-------- Provided records --------

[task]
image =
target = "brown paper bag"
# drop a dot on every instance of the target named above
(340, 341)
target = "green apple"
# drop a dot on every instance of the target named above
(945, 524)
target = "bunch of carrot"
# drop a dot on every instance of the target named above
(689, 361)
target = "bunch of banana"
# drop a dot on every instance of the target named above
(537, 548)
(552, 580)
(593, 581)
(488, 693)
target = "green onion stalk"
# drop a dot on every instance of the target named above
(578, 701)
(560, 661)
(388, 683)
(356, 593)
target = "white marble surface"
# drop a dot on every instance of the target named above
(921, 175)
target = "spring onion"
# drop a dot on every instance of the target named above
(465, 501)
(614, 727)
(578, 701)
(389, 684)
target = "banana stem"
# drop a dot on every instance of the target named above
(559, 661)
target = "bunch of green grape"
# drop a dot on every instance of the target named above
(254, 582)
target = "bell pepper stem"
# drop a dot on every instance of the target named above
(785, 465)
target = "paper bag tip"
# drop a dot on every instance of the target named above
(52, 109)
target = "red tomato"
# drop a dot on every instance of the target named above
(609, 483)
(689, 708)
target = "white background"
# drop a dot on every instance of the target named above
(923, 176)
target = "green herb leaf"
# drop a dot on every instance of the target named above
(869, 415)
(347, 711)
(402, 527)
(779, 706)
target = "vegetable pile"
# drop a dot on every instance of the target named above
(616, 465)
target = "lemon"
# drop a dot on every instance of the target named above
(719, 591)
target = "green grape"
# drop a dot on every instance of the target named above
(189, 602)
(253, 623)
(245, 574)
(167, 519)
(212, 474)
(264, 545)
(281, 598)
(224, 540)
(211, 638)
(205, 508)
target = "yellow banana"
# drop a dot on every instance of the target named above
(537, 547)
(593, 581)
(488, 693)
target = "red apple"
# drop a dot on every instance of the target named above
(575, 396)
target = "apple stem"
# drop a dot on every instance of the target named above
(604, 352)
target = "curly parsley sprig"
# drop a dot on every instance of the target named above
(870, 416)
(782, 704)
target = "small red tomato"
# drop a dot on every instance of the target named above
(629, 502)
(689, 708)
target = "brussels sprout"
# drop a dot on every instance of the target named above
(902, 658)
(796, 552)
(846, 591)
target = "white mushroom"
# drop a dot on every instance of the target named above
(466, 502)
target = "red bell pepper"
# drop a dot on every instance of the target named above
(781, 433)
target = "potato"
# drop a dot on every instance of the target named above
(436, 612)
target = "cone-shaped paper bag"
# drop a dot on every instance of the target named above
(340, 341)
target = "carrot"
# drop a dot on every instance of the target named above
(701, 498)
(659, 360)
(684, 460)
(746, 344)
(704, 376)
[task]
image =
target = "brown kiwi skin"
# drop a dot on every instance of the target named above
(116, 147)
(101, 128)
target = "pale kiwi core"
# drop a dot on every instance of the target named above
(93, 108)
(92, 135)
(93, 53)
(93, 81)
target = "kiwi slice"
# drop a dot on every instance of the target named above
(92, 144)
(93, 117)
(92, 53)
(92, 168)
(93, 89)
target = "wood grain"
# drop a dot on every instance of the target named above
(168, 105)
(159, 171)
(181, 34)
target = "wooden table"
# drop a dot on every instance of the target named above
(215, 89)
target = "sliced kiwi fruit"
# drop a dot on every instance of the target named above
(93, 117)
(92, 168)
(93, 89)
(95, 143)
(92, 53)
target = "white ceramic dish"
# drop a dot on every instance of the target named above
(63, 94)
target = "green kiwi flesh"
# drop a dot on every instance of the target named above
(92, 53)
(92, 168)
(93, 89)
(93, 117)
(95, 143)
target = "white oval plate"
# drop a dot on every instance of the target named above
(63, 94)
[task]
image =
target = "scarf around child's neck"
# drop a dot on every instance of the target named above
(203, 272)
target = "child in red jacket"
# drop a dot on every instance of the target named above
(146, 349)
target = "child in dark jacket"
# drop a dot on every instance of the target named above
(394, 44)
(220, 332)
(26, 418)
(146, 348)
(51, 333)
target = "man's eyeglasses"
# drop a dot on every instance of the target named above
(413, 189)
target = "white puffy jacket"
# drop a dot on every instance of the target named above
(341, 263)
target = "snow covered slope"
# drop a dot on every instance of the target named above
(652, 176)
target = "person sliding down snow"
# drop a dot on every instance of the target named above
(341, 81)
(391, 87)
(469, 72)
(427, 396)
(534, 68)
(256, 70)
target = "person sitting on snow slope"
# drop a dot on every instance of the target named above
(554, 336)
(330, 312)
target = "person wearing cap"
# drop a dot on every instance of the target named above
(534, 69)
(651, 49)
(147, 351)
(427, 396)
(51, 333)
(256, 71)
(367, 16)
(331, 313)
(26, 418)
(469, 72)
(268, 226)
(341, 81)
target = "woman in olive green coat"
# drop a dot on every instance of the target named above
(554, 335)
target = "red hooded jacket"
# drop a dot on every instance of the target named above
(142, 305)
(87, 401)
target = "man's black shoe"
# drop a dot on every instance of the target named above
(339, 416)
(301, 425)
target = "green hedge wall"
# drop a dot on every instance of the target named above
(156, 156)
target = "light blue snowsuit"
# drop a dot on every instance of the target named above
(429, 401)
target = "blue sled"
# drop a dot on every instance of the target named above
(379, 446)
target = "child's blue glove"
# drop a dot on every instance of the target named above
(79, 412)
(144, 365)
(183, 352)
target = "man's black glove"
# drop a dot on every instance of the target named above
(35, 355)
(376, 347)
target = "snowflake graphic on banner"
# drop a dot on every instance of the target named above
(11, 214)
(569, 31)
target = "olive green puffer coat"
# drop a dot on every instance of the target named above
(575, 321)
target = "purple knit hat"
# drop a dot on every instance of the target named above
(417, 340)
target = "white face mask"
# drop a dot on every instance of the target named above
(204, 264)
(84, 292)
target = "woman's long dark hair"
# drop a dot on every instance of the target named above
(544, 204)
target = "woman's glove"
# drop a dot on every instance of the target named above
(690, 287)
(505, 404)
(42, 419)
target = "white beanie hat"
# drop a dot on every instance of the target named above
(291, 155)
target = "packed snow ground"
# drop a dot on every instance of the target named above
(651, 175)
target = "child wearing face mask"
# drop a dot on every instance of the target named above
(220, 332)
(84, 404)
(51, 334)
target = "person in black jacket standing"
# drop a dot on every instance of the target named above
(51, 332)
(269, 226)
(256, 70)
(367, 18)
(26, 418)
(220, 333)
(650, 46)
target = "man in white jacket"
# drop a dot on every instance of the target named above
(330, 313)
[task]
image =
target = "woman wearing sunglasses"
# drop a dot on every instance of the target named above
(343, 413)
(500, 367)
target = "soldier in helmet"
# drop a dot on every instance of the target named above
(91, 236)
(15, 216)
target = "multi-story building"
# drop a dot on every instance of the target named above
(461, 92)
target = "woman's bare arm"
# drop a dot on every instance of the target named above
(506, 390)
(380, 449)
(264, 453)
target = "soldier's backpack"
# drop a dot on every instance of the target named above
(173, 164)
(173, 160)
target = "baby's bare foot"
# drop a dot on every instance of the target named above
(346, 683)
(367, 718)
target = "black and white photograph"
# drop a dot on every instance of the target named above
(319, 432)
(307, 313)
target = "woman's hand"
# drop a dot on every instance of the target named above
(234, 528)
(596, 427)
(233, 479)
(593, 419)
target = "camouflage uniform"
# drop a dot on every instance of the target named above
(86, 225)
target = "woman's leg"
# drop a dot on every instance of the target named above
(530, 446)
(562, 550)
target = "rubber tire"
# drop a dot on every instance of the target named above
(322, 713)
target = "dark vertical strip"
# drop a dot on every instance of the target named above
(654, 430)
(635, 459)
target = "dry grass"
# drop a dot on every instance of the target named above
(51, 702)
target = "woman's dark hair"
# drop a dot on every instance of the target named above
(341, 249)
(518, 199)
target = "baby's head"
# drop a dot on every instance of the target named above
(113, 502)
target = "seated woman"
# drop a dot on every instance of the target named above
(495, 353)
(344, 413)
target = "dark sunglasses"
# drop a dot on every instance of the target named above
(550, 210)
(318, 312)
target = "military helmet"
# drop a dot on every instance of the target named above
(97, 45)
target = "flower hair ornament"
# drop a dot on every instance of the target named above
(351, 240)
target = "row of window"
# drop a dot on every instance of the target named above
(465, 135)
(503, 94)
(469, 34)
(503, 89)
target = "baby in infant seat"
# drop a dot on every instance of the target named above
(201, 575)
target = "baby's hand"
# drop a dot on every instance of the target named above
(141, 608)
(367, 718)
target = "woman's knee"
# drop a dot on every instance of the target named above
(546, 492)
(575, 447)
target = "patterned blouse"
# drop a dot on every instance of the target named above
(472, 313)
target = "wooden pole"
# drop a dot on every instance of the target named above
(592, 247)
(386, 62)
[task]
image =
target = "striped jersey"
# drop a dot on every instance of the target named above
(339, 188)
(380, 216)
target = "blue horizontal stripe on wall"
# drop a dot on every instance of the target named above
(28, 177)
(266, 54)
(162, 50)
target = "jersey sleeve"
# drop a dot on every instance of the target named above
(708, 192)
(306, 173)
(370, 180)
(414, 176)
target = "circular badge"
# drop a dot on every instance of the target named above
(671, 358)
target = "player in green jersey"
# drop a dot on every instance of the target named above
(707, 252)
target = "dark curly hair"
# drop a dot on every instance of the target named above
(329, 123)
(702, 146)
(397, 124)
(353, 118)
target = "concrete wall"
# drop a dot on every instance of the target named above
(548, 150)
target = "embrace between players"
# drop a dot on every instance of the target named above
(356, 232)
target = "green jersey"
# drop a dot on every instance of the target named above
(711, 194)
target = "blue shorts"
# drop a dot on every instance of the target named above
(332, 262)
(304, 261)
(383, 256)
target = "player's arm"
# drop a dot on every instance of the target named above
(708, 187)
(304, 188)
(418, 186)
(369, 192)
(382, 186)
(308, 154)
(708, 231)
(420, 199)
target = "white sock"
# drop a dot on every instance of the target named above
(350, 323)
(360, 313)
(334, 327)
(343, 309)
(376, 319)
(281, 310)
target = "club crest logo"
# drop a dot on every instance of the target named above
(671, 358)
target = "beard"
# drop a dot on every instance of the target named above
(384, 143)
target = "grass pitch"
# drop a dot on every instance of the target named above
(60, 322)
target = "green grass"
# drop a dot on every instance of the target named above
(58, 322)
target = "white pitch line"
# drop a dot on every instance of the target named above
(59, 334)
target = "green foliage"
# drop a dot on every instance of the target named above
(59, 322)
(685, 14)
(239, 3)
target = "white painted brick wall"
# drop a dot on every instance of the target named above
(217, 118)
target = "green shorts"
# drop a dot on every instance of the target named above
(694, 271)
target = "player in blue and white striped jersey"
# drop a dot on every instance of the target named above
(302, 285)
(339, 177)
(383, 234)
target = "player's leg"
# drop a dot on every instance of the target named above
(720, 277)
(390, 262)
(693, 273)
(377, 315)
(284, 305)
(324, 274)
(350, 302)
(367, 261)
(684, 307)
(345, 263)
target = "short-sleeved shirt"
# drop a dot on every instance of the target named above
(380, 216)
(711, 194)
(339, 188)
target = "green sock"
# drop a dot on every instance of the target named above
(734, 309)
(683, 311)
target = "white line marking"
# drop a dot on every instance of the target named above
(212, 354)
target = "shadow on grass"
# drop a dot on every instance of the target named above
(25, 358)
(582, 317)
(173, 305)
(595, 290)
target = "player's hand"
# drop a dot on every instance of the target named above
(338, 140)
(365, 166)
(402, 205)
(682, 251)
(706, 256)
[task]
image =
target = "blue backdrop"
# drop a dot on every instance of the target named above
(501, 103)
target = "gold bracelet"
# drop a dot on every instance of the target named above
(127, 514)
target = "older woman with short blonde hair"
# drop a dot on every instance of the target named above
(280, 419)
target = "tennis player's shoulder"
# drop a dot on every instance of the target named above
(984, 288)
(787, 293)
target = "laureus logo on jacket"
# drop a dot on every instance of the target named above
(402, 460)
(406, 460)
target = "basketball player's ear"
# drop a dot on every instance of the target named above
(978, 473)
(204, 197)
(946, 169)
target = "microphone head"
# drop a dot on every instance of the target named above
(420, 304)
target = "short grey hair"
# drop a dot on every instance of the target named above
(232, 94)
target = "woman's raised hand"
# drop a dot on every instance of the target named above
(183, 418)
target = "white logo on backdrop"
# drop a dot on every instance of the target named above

--------

Gather every line above that contains the string “curly”. Case matters.

Output below:
target = "curly parsley sprig"
target = "dark curly hair"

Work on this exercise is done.